Neem uit de aangeleverde tekst het deel over dat opent met de woorden "Ingevolge artikel 8:1, eerste" en sluit met "goedkeuring is onderworpen.", en vervang daarin "belanghebbende" door "betrokkene".

▸ Aangeleverde tekst
--------
5. De beoordeling van het geschil
5.1 Zoals vermeld in rubriek 2.2, heeft het PW de Verordening gewijzigd bij Verordening van 8 november 2007. Tegen laatstgenoemde Verordening heeft appellante niet afzonderlijk beroep ingesteld. Het College acht het tegen de Verordening ingestelde beroep tevens gericht tegen de Verordening van 8 november 2007.
5.2 Met betrekking tot de ontvankelijkheid van de beroepen wordt het volgende overwogen.
Ingevolge artikel 8:1, eerste lid, van de Algemene wet bestuursrecht (hierna: Awb) kan alleen een belanghebbende beroep instellen tegen een besluit. Alvorens beroep in te stellen, dient ingevolge artikel 7:1, eerste lid, Awb degene aan wie het recht is toegekend tegen een besluit beroep op een administratieve rechter in te stellen, tegen dat besluit bezwaar te maken, tenzij een dergelijk besluit aan goedkeuring is onderworpen.
Ingevolge artikel 1:2, eerste lid, Awb wordt onder een belanghebbende verstaan: degene wiens belang rechtstreeks bij een besluit is betrokken. In het derde lid van dat artikel is bepaald, dat ten aanzien van rechtspersonen als hun belangen mede worden beschouwd de algemene en collectieve belangen die zij krachtens hun doelstellingen en blijkens hun feitelijke werkzaamheden in het bijzonder behartigen.
--------
▸ Vermelde gegevens
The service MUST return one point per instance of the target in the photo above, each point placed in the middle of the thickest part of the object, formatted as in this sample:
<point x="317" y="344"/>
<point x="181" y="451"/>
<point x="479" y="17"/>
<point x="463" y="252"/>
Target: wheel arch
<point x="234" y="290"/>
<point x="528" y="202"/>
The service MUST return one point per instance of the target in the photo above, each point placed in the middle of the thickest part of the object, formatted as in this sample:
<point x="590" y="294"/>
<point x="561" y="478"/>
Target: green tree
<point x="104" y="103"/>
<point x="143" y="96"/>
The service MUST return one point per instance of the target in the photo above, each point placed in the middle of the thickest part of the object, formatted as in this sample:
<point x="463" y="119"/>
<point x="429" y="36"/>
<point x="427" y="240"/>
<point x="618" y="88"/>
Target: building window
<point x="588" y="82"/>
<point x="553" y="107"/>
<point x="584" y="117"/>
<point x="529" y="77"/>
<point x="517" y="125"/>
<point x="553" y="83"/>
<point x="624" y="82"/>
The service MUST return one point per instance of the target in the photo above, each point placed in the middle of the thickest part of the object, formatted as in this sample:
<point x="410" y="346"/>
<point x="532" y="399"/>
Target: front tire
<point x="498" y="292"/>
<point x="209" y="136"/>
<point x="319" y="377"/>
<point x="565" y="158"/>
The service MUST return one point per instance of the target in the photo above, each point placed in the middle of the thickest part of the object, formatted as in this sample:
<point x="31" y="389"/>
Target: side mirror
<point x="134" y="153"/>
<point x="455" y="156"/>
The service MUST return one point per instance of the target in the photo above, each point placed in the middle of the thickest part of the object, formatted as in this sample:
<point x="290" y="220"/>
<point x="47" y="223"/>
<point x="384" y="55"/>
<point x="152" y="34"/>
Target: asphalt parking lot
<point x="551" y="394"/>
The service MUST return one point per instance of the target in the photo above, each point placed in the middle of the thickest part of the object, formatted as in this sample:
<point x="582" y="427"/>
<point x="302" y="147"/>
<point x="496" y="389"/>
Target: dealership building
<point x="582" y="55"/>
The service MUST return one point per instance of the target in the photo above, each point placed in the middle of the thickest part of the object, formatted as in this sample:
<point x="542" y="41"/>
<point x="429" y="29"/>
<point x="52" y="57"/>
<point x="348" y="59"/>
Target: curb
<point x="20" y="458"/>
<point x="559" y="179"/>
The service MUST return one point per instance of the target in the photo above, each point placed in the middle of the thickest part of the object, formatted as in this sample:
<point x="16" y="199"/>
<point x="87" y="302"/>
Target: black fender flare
--------
▸ Verwacht antwoord
Ingevolge artikel 8:1, eerste lid, van de Algemene wet bestuursrecht (hierna: Awb) kan alleen een betrokkene beroep instellen tegen een besluit. Alvorens beroep in te stellen, dient ingevolge artikel 7:1, eerste lid, Awb degene aan wie het recht is toegekend tegen een besluit beroep op een administratieve rechter in te stellen, tegen dat besluit bezwaar te maken, tenzij een dergelijk besluit aan goedkeuring is onderworpen.